## What you are asked to do:
Every line of the material below should be repeated exactly.

## Material supplied:
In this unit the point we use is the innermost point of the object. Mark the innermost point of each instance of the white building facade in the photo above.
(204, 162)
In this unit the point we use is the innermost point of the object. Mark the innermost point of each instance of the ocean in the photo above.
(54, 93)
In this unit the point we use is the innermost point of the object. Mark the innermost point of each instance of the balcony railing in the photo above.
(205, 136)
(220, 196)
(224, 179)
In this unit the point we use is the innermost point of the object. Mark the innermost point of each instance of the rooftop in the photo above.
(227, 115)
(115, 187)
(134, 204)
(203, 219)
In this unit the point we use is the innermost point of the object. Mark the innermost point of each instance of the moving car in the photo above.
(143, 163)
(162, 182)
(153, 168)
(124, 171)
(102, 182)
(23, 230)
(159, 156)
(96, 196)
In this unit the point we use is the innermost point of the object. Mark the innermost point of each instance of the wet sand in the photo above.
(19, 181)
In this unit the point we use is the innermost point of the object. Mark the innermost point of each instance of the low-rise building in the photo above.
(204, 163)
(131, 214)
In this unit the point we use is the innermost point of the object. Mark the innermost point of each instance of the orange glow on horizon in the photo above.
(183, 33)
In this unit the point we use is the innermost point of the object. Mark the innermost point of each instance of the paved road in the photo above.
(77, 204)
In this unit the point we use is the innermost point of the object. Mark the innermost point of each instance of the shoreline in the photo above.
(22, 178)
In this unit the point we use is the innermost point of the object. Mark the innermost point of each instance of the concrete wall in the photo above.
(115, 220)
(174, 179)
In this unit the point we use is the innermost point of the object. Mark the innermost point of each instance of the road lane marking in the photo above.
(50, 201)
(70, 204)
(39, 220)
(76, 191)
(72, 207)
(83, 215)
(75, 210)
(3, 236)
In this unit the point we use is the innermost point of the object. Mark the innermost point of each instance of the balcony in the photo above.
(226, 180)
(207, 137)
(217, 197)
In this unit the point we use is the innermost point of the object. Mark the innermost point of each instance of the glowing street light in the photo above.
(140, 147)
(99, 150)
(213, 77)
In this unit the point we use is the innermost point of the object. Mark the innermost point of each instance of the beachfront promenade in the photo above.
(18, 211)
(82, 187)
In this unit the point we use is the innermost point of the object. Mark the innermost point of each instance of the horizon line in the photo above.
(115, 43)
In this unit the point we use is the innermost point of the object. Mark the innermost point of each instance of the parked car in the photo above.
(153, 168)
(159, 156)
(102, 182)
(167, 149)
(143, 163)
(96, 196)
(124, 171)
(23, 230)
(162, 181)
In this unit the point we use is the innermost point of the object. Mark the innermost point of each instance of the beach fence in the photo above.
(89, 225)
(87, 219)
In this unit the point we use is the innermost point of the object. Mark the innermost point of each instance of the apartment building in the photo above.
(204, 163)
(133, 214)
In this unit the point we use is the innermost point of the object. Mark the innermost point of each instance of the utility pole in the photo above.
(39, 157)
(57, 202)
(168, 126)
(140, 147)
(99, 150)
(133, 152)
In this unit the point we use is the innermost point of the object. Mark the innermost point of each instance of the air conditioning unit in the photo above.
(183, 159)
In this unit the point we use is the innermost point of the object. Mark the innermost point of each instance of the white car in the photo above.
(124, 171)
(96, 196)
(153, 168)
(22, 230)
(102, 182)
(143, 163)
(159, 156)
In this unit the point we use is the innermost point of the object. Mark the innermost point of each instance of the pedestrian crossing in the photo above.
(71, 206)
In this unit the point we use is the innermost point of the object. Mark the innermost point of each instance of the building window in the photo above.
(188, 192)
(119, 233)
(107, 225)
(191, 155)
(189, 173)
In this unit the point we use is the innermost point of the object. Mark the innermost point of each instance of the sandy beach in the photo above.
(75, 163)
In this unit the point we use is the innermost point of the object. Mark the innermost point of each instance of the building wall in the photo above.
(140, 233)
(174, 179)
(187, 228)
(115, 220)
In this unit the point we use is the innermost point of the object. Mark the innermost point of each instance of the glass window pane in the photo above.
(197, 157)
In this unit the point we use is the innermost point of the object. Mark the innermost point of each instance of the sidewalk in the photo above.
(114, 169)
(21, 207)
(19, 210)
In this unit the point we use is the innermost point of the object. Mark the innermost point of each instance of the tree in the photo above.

## Task answer:
In this unit the point we use is the innermost point of the object. Mark the innermost point of each instance of the white building facade in the photo above.
(204, 162)
In this unit the point we use is the innermost point of the object. Mark the innermost point of each instance of the ocean in the photo above.
(54, 93)
In this unit the point we use is the innermost point of the object. Mark the innermost point of each instance of the balcony railing in the photo above.
(205, 136)
(220, 196)
(224, 179)
In this unit the point we use is the innermost point of the object. Mark the innermost point of each instance of the rooftop in the photo above.
(227, 115)
(115, 187)
(134, 204)
(203, 219)
In this unit the point we use is the innermost point of the object. Mark the innermost point of each instance of the moving car in the photo above.
(143, 163)
(162, 182)
(153, 168)
(124, 171)
(102, 182)
(23, 230)
(159, 156)
(96, 196)
In this unit the point we use is the innermost point of the object. Mark the innermost point of each instance of the wet sand in the photo above.
(19, 181)
In this unit the point we use is the innermost point of the object. Mark the innermost point of each instance of the low-rise building in the photo above.
(204, 163)
(131, 214)
In this unit the point we use is the innermost point of the object. Mark the innermost point of each instance of the orange glow on horizon in the photo above.
(183, 33)
In this unit the point we use is the innermost point of the object. Mark the innermost point of each instance of the paved road in the photo above.
(77, 204)
In this unit the point we use is the innermost point of the object. Mark the innermost point of each instance of the shoreline in the photo above.
(22, 178)
In this unit the point we use is the innermost point of the object. Mark the innermost point of each instance of the concrete wall in the photo above.
(115, 220)
(174, 179)
In this unit the point we use is the innermost point of the object. Mark the innermost point of each instance of the road lane marking in the photo above.
(50, 201)
(70, 204)
(39, 220)
(76, 191)
(72, 207)
(83, 215)
(75, 210)
(3, 236)
In this unit the point we use is the innermost point of the object. Mark the innermost point of each instance of the balcony in the photo above.
(226, 180)
(207, 137)
(217, 197)
In this unit the point we use is the innermost point of the object. Mark the innermost point of each instance of the glowing street light in the photo above.
(140, 147)
(99, 150)
(213, 77)
In this unit the point we use is the innermost point of the object. Mark the innermost point of each instance of the beachfront promenade in the photo above.
(18, 211)
(82, 187)
In this unit the point we use is the innermost point of the object. Mark the innermost point of each instance of the horizon line in the photo above.
(115, 43)
In this unit the point we use is the innermost point of the object. Mark the innermost point of each instance of the parked car in the photo above.
(153, 168)
(159, 156)
(102, 182)
(167, 149)
(143, 163)
(96, 196)
(124, 171)
(23, 230)
(162, 181)
In this unit the point we use is the innermost point of the object. Mark the innermost point of each instance of the beach fence in the photo above.
(89, 225)
(87, 219)
In this unit the point we use is the innermost point of the object. Mark the innermost point of each instance of the apartment building in the photo above.
(204, 163)
(133, 214)
In this unit the point we use is the innermost point of the object. Mark the innermost point of each instance of the utility pole in the photo above.
(39, 157)
(57, 202)
(168, 126)
(140, 147)
(99, 150)
(133, 152)
In this unit the point we use is the innermost point of the object. Mark the innermost point of each instance of the air conditioning unit in the photo above.
(183, 159)
In this unit the point we use is the innermost point of the object. Mark the innermost point of each instance of the white car in the photo above.
(124, 171)
(96, 196)
(153, 168)
(22, 230)
(102, 182)
(143, 163)
(159, 156)
In this unit the point we use is the innermost point of the object. Mark the innermost point of each instance of the pedestrian crossing in the photo above.
(71, 206)
In this unit the point we use is the innermost point of the object. Mark the innermost point of each instance of the building window in the photo above.
(188, 192)
(119, 233)
(107, 225)
(191, 155)
(189, 173)
In this unit the point we use is the innermost point of the object. Mark the innermost point of each instance of the sandy beach in the photo above.
(75, 163)
In this unit the point we use is the innermost point of the object. Mark the innermost point of each instance of the building wall in the photo above.
(140, 233)
(174, 179)
(187, 228)
(115, 220)
In this unit the point we use is the innermost point of the object. Mark the innermost point of each instance of the glass window pane in the photo above.
(197, 157)
In this unit the point we use is the innermost point of the object. Mark the innermost point of each instance of the sidewalk in the photo above.
(114, 169)
(21, 207)
(19, 210)
In this unit the point we use is the innermost point of the object. Mark the innermost point of each instance of the tree in the photo above.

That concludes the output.